→ **EXERCISE AIM**
Could you reproduce the listing below line for line, with no changes at all?

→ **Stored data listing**
== == ==

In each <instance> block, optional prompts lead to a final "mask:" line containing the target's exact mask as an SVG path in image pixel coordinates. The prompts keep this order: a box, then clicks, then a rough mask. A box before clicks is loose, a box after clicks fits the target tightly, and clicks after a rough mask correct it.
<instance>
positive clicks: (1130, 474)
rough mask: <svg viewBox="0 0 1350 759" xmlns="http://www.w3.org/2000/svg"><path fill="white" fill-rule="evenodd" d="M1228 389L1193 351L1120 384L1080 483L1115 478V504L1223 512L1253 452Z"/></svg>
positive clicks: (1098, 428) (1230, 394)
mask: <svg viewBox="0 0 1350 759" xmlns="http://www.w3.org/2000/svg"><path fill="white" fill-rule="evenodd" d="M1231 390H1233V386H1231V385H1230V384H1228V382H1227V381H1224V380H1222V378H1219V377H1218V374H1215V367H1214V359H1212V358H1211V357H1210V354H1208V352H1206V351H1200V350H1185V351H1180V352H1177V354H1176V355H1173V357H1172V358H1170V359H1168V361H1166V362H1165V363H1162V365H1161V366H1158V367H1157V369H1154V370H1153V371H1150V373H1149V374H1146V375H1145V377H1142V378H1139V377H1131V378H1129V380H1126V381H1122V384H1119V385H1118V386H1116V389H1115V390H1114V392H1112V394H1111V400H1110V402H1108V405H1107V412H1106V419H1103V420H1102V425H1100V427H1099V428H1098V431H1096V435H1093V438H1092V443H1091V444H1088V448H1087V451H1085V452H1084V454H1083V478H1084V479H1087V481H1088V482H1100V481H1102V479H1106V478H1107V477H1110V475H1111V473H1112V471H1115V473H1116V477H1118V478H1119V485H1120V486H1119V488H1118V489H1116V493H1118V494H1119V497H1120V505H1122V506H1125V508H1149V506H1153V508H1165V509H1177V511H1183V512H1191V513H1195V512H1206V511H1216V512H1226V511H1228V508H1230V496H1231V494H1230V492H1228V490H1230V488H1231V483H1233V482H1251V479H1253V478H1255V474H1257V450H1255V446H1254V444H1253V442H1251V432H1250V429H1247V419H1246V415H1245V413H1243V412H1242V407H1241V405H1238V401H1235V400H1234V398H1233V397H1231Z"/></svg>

== == ==

→ **ANSWER FOR THIS EXERCISE**
In each <instance> block, optional prompts lead to a final "mask:" line containing the target's exact mask as an SVG path in image pixel coordinates. The prompts keep this order: a box, then clicks, then a rough mask. A box before clicks is loose, a box after clicks fits the target tightly, and clicks after a rough mask correct it.
<instance>
positive clicks: (1130, 474)
rough mask: <svg viewBox="0 0 1350 759" xmlns="http://www.w3.org/2000/svg"><path fill="white" fill-rule="evenodd" d="M1228 389L1193 351L1120 384L1080 483L1115 478V504L1223 512L1253 452Z"/></svg>
positive clicks: (1098, 428) (1230, 394)
mask: <svg viewBox="0 0 1350 759" xmlns="http://www.w3.org/2000/svg"><path fill="white" fill-rule="evenodd" d="M1231 390H1233V386H1231V385H1230V384H1228V382H1227V381H1224V380H1222V378H1219V377H1218V374H1215V367H1214V359H1212V358H1211V357H1210V354H1208V352H1206V351H1200V350H1185V351H1180V352H1177V354H1176V355H1173V357H1172V358H1170V359H1168V361H1166V362H1165V363H1162V365H1161V366H1158V367H1157V369H1154V370H1153V371H1150V373H1149V374H1146V375H1145V377H1142V378H1139V377H1131V378H1129V380H1126V381H1122V384H1119V385H1118V386H1116V389H1115V390H1114V392H1112V394H1111V400H1110V402H1108V405H1107V412H1106V419H1103V420H1102V425H1100V427H1099V428H1098V431H1096V435H1093V438H1092V443H1091V444H1088V448H1087V451H1085V452H1084V454H1083V478H1084V479H1087V481H1088V482H1100V481H1102V479H1106V478H1107V477H1110V475H1111V473H1112V471H1115V473H1116V477H1118V478H1119V485H1120V486H1119V488H1118V489H1116V493H1118V494H1119V497H1120V505H1122V506H1125V508H1149V506H1153V508H1165V509H1177V511H1183V512H1191V513H1195V512H1206V511H1216V512H1226V511H1228V508H1230V496H1231V494H1230V492H1228V490H1230V488H1231V483H1233V482H1251V479H1253V478H1255V474H1257V450H1255V446H1254V444H1253V442H1251V432H1250V429H1247V419H1246V415H1245V413H1243V412H1242V407H1241V405H1238V401H1235V400H1234V398H1233V397H1231Z"/></svg>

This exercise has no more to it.